> [Passage to read]:
★ ★ ★ ★

The use of FRT is also deeply problematic due to biases and inaccuracies of the technology, which has been shown to misidentify people and particularly women, black people and people from other ethnic minorities. The Met’s own statistics show live facial recognition to be over 80% inaccurate and more likely to misidentify people. Indeed, eight trials carried out by the Met Police in London from 2016 to 2018 at the taxpayer’s expense resulted in a 96% rate of “false positives”, with some incidents of deployment recording 100% failure. In one case, a 14-year-old black schoolboy was fingerprinted by the Met Police after he was misidentified by live FRT. Despite these astonishing rates of inaccuracy, the Met continues to deploy FRT. Such discriminatory biases and inaccuracies mean the use of the pernicious technology could have significant consequences for those with protected characteristics under the Equality Act 2010, and risks infringing upon their fundamental human right to non-discrimination as enshrined in both national and international law. 

5. The UK is behind the curve 

Whilst national and regional authorities around the world take steps to ban, curtail and limit the use of FRT, the UK appears to be moving in the opposite direction.

★ ★ ★ ★

> [Work task 1]:
Decide whether each statement agrees with the passage on facial recognition. Answer yes or no, and quote the words from the passage that settle it.
(a) The Met Police carried out its trials in London between 2016 and 2018.
(b) The Met has stopped using facial recognition technology.
(c) The UK is joining other authorities in banning the technology.
> [Work task 2]:
Answer these questions from the passage on facial recognition.
(a) What rate of "false positives" came out of the Met's eight trials?
(b) How old was the schoolboy the Met fingerprinted after a misidentification?
(c) Which law covers the protected characteristics mentioned?
The material that comes next stands on its own and has no link to the passage on facial recognition.

Records from a collection
★ ★ ★ ★

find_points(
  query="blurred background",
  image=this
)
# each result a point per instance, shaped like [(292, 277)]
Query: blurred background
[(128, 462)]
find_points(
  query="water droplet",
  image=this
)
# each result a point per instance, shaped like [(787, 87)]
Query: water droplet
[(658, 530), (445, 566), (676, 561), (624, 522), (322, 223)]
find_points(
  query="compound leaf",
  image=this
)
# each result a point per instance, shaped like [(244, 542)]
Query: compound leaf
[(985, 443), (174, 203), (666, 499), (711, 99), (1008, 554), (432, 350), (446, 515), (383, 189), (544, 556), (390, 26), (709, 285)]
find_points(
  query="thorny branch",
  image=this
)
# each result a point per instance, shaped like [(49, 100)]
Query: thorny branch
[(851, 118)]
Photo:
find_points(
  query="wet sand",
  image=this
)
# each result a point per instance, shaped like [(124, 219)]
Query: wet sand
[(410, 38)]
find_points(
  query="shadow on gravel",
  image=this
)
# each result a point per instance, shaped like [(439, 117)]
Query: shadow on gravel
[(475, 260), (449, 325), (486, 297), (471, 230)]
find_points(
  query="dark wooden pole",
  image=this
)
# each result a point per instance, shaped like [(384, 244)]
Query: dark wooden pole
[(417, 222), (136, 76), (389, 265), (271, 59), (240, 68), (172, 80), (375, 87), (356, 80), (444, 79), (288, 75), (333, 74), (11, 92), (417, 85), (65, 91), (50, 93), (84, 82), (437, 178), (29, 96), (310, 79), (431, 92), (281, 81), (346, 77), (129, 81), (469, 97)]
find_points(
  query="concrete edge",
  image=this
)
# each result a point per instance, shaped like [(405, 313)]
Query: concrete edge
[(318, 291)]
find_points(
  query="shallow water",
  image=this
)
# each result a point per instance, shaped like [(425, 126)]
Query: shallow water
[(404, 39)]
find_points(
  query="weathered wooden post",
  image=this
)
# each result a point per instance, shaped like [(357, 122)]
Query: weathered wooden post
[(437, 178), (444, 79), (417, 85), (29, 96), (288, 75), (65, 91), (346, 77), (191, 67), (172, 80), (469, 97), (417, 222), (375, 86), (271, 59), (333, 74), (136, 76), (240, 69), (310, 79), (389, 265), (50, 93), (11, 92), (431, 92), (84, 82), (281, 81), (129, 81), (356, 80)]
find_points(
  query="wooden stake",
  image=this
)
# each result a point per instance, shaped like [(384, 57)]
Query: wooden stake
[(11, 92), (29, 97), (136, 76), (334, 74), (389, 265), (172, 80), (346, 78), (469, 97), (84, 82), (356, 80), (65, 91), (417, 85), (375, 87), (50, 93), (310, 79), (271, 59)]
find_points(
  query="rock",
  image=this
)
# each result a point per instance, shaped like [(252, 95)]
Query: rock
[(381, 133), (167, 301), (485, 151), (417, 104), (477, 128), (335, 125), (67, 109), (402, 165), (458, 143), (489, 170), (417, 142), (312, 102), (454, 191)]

★ ★ ★ ★

> [Answer space 1]:
(a) Yes: "eight trials carried out by the Met Police in London from 2016 to 2018"
(b) No: "Despite these astonishing rates of inaccuracy, the Met continues to deploy FRT."
(c) No: "the UK appears to be moving in the opposite direction."

> [Answer space 2]:
(a) 96%
(b) 14
(c) The Equality Act 2010